• _EXERCISE OBJECTIVE_
Could you write out all the records once more, exactly?

• _DATA RECORDS_
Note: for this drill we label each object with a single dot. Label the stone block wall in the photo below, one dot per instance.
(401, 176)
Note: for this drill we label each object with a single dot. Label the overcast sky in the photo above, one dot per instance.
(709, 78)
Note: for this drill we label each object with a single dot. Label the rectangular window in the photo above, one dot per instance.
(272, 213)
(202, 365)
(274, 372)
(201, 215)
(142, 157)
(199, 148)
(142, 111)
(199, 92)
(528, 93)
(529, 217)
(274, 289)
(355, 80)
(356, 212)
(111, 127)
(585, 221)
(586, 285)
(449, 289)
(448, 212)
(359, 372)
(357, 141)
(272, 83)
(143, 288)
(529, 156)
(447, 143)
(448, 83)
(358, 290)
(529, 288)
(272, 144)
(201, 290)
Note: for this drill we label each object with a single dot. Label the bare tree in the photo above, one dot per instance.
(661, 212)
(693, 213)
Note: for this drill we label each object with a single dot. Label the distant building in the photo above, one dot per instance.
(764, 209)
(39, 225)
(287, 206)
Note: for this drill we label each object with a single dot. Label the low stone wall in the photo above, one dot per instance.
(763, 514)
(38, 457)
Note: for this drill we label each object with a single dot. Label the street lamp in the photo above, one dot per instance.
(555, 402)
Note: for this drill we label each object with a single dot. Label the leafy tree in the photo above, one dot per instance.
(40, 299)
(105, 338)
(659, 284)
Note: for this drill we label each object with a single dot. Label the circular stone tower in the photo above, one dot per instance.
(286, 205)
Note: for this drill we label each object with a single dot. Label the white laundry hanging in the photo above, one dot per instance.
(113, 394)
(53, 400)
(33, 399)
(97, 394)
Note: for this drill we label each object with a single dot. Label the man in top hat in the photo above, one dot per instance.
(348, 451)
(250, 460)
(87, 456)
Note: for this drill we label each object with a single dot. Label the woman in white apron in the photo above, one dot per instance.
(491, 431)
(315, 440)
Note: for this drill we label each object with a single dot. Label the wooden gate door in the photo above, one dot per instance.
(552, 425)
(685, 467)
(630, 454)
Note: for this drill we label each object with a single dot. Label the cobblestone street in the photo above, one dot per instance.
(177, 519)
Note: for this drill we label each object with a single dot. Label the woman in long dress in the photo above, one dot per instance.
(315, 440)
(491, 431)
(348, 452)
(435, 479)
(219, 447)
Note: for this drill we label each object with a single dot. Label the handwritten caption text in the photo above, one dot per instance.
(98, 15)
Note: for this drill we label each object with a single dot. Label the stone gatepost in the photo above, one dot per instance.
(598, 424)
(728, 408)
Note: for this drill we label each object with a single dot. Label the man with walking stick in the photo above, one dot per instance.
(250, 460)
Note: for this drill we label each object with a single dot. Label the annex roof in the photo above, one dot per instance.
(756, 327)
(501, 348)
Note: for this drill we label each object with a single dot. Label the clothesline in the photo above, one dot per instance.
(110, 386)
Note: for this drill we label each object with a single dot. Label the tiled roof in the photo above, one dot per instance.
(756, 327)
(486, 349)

• _WRITTEN RESPONSE_
Note: for this drill we label each object with a single dot. Label the stone block wall in the photo below, one dot per instance.
(401, 176)
Note: for this drill we label each object with a single dot. Label the overcast sky in the photo above, one dot per instance.
(709, 78)
Note: for this drill we label each object with a single dot. Label the rectangular window in the photo above, one dot per instance.
(272, 213)
(202, 365)
(274, 372)
(201, 215)
(142, 157)
(199, 148)
(142, 111)
(199, 92)
(528, 93)
(529, 217)
(274, 289)
(355, 80)
(356, 212)
(111, 127)
(585, 221)
(586, 285)
(449, 289)
(448, 212)
(359, 372)
(357, 141)
(272, 83)
(143, 288)
(529, 156)
(447, 143)
(448, 83)
(358, 290)
(529, 288)
(272, 144)
(201, 290)
Note: for this drill we label each object with a single dot. Label the bare tree in the photo above, one dot per instance.
(661, 212)
(693, 213)
Note: for this drill we label each object with a single dot. Label the distant building in the photo above, one dot per instance.
(764, 209)
(39, 225)
(287, 206)
Note: for this drill we label each object with a single dot. Label the low stone wall in the photo above, one dot per instance.
(763, 514)
(38, 457)
Note: for this drill we label each object with a single dot. Label the street lamp in the photo above, one dot per instance.
(555, 402)
Note: for this drill we label each object with a single dot. Label the leafy tree in the photo above, one dot per instance.
(40, 299)
(105, 338)
(659, 284)
Note: for this drill we label each object with a single dot. Label the circular stone tower in the photo above, one dot per instance.
(286, 205)
Note: for this drill we label each object with a single dot. Label the white laundry hanging in the photo above, one dot per instance.
(113, 394)
(53, 400)
(33, 399)
(97, 394)
Note: for this drill we label each object with a single dot. Label the man in top hat in the photo above, one dot per instance.
(348, 451)
(250, 460)
(87, 456)
Note: for this drill we label each object with a single dot. Label the woman in white apron in the photo above, one dot per instance.
(491, 431)
(315, 440)
Note: for this drill we label each object with a single dot. Label the wooden gate door in the photo above, one dot per instance.
(552, 425)
(685, 467)
(630, 454)
Note: for this drill we label each object with a single dot. Label the cobblestone street in the photo above, one dot per instance.
(177, 519)
Note: for this drill we label each object with a single dot. Label the woman in long dress in the photo above, one dot per instance.
(315, 440)
(491, 431)
(348, 452)
(435, 479)
(219, 447)
Note: for this drill we label each object with a single dot. Label the handwritten caption text in the photo above, one dot per instance.
(98, 15)
Note: for this drill we label each object with a single dot. Label the stone gatepost in the photo above, one dot per instance.
(598, 424)
(728, 408)
Note: for this drill we label each object with a single dot. Label the man with walking stick in the photo above, one dot per instance.
(250, 460)
Note: for this drill we label each object with a single dot. Label the annex roof in the photo above, one dot per instance.
(756, 327)
(501, 348)
Note: for this drill we label each object with a single dot. Label the clothesline in the photo above, one dot per instance.
(110, 386)
Note: for this drill we label each object with a single dot. Label the tiled roof in the photo above, one dot per instance.
(756, 327)
(486, 349)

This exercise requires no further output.